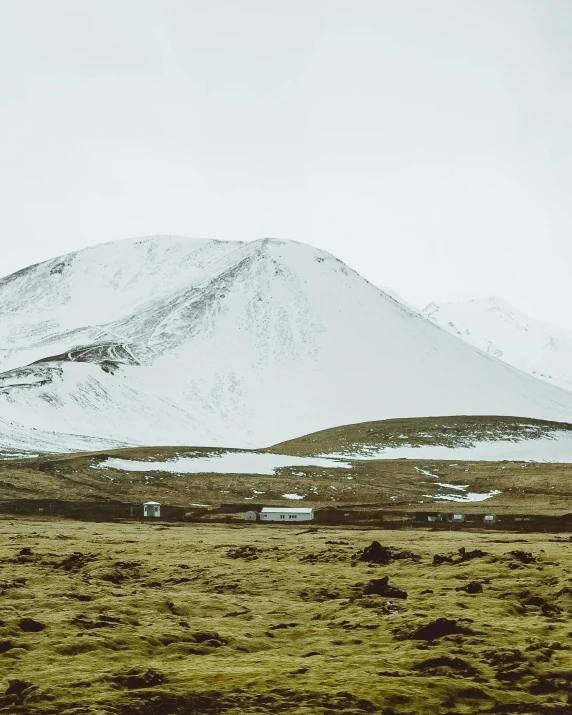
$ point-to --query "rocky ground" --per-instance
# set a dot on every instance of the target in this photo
(145, 619)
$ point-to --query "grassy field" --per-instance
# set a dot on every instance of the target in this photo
(391, 484)
(404, 484)
(159, 619)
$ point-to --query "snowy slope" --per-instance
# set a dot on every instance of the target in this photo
(499, 329)
(176, 341)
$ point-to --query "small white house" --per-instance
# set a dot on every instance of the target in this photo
(286, 513)
(151, 508)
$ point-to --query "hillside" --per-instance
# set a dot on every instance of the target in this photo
(166, 341)
(499, 329)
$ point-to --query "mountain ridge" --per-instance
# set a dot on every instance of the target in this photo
(498, 328)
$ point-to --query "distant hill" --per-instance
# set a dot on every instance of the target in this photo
(167, 340)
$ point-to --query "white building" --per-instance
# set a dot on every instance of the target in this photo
(151, 508)
(286, 513)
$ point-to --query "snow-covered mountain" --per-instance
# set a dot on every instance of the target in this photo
(168, 340)
(494, 326)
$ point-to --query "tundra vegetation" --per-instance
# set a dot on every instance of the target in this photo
(151, 618)
(402, 484)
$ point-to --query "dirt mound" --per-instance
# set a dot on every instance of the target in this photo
(29, 625)
(375, 553)
(439, 628)
(75, 561)
(459, 558)
(473, 587)
(250, 553)
(134, 679)
(441, 665)
(525, 557)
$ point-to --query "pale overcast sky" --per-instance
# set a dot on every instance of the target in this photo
(427, 143)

********************

● **What you will do**: Determine how many lines of the entries contain the string "point", and reply with nothing but the number.

● **Result of this task**: 12